◆ **What you are asked to do**:
Since pictures are not wanted in the copy, output only the rest of each record exactly.

Dataset excerpts:

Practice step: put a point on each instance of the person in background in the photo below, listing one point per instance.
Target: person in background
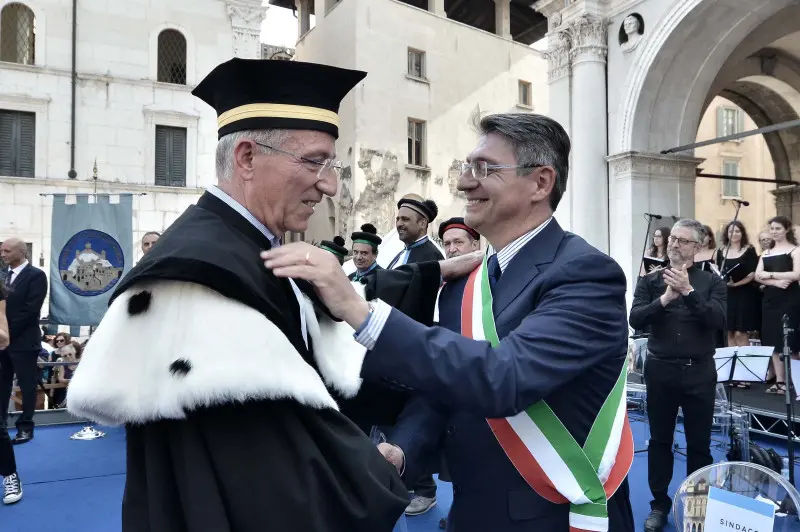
(12, 487)
(26, 287)
(365, 252)
(658, 247)
(335, 246)
(148, 241)
(779, 270)
(458, 238)
(685, 308)
(737, 261)
(414, 214)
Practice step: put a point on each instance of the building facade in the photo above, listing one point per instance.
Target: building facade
(134, 119)
(748, 157)
(631, 80)
(407, 127)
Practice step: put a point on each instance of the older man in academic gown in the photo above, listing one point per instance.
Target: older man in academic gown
(523, 383)
(224, 375)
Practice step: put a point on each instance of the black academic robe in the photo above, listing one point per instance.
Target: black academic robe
(424, 252)
(230, 422)
(380, 403)
(352, 276)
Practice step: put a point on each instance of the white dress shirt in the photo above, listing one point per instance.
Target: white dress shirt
(274, 241)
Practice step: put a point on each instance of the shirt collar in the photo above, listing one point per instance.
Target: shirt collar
(247, 215)
(372, 267)
(505, 255)
(421, 240)
(19, 268)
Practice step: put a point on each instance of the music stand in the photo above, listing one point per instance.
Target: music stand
(740, 364)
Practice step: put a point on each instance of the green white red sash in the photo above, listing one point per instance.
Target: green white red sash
(541, 448)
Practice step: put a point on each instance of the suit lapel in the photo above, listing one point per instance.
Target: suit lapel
(21, 277)
(213, 204)
(523, 268)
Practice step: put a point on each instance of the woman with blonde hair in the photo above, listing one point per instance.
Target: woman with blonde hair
(12, 487)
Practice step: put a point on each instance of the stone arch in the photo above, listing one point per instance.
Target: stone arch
(672, 75)
(40, 21)
(191, 52)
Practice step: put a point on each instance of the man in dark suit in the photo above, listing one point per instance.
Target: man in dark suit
(539, 362)
(27, 288)
(365, 252)
(414, 214)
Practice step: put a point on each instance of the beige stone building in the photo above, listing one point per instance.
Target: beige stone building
(407, 127)
(748, 157)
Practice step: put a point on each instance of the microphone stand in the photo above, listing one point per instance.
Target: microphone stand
(787, 368)
(728, 247)
(650, 218)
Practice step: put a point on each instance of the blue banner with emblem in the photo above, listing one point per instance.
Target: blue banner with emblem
(91, 249)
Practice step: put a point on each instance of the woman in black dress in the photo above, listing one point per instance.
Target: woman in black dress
(779, 270)
(737, 261)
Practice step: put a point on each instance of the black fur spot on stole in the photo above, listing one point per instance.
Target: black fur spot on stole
(139, 303)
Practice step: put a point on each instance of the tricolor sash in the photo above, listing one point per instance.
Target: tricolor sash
(540, 447)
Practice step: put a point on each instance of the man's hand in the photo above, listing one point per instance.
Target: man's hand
(393, 454)
(460, 266)
(678, 280)
(319, 267)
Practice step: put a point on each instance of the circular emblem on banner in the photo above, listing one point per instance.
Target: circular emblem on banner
(91, 263)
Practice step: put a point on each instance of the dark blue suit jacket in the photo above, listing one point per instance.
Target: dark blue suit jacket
(561, 317)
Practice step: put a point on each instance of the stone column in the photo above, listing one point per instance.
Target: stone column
(589, 125)
(652, 183)
(303, 16)
(558, 78)
(502, 17)
(246, 18)
(437, 7)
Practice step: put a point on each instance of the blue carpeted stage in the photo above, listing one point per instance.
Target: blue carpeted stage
(77, 485)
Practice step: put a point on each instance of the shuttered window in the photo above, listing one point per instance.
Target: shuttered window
(170, 156)
(17, 143)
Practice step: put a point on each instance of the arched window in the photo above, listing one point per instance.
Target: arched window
(17, 34)
(172, 57)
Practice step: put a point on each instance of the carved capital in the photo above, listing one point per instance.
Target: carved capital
(558, 56)
(633, 165)
(589, 36)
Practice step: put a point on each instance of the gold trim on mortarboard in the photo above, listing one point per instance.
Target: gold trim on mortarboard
(277, 110)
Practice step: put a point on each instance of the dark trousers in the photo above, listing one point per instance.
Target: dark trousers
(23, 364)
(673, 384)
(8, 465)
(425, 486)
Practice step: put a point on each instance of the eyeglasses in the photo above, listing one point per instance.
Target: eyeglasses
(480, 169)
(325, 166)
(681, 241)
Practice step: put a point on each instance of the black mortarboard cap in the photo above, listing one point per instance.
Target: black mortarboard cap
(335, 246)
(458, 223)
(367, 235)
(426, 208)
(274, 94)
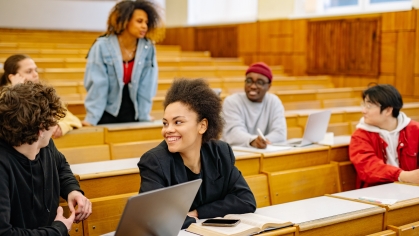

◆ **Result**:
Practice step: put a point on each instance of the person in background in the photo below, listing one point per instance.
Target: person in background
(12, 487)
(26, 287)
(365, 252)
(658, 247)
(335, 246)
(148, 241)
(779, 270)
(458, 238)
(685, 308)
(737, 261)
(414, 214)
Practice step: put a point on each instance of the building facade in the photo above, listing one point per instance.
Target: building facade
(134, 119)
(748, 157)
(631, 80)
(407, 127)
Practice step: put a point on each instance of the older man in academic gown in the photo above, listing one point per instance.
Target: older man in academic gown
(523, 383)
(224, 375)
Practice step: put a point on each instance of the black academic robe in the photo above, listing one point per instance.
Target: black academic robe
(424, 252)
(230, 422)
(380, 403)
(352, 276)
Practice step: put a point on each instance of the white dress shirt in the photo above, listing one point per instance.
Target: white dress shirt
(274, 241)
Practice step: put a point on each instance of the shirt collar in the photo above, listing one point per instance.
Target: shirt collar
(247, 215)
(372, 267)
(505, 255)
(421, 240)
(19, 268)
Practice step: put a point on each instance of the music stand in the photo above, listing one point per instance.
Target: music stand
(740, 364)
Practice step: put a point on each instance of the green white red sash in the photo above, listing one point per instance.
Target: green white red sash
(541, 448)
Practice step: put a point on each instance of the suit lapel in the photo above, listing one point per instance.
Target: suit lapel
(21, 277)
(213, 204)
(523, 268)
Practice step: put a point on each instance of the woman with blonde hair in the photo above, listing one point per instance.
Target: woman with blonde hair
(12, 487)
Practice step: put a point on each instance of the stone arch in the photo above, listing one point per instance.
Target: stone arch
(672, 75)
(40, 21)
(191, 52)
Practice step: put a point on each instance of the man in dark suit in the photo above, listing one point per instance.
Target: man in dark suit
(539, 362)
(27, 288)
(365, 252)
(414, 214)
Practice step: put a point on each instance of the beige stone building in the photo above, listing one point per instance.
Target: beige stone building
(407, 127)
(748, 157)
Practice step: put a point on each instance of the microphone stand in the photo above, listing one point per instance.
Target: microphone stand
(787, 368)
(728, 247)
(650, 218)
Practice step: put a point on each instance of the blue banner with emblem in the photo above, listing one point per instance.
Target: blue banner with emblem
(91, 249)
Practice step: put a point on each instance of the woman in black dress in the photo above, listing one point per instance.
Target: woman in black dress
(779, 270)
(737, 261)
Practice step: put a point on each instance of the black fur spot on stole in the photo above, listing one point per instance.
Target: black fur spot on stole
(139, 303)
Practice step: put a point on each instance of the tricolor sash in the photo above, listing one point per instance.
Target: tricolor sash
(540, 447)
Practice step: put a point on each instance of the man's hand in the photo above, listing one point per instance.
Target: man's hand
(393, 454)
(460, 266)
(678, 280)
(319, 267)
Practice step: put a point on each instance of the circular emblem on banner in the photo above, listing one point per instance.
Target: circular emblem on banner
(91, 263)
Practice step: put a point on each instance of the dark blue suit jacket in the photo above, listing one point per instance.
Target: dark blue suit jacket
(561, 317)
Practice step: put a point on each instance of the stone column in the photo above, listing one point per instance.
Target: stone column
(589, 125)
(652, 183)
(303, 16)
(558, 78)
(502, 17)
(246, 18)
(437, 7)
Practice step: put a point on each instance of the blue carpeted stage in the photo above, listing one point per instance.
Target: blue carpeted stage
(77, 485)
Practice step: put a point on each instance of the shuttered window in the photo above, listing one point per instance.
Target: shuttered window
(170, 156)
(17, 143)
Practice step: put a point on each instance of the arched window in the photo above, listing one point per instance.
Target: arched window
(17, 34)
(172, 57)
Practice step: put a point on each instance of the carved capital in the photo above, listing one point per instance.
Target: carved capital
(558, 56)
(633, 165)
(589, 36)
Practice step: put a point on each instance of the gold trim on mortarboard in the photo above, listing one point per instance.
Target: gold trim on mortarboard
(277, 110)
Practice step: put a point on each instance of the dark trousers in the photo above, listing one point per instance.
Target: dark trousers
(23, 364)
(673, 384)
(8, 465)
(425, 486)
Practice step: put a point on each instance of the eyeglasses in the photo above, listing one point per instance.
Target: eyeglasses
(480, 169)
(325, 166)
(681, 241)
Practice step: put a point on each instance of the black mortarboard cap in the photo above, listing one point per instance.
Target: black mortarboard cap
(335, 246)
(458, 223)
(367, 235)
(426, 208)
(274, 94)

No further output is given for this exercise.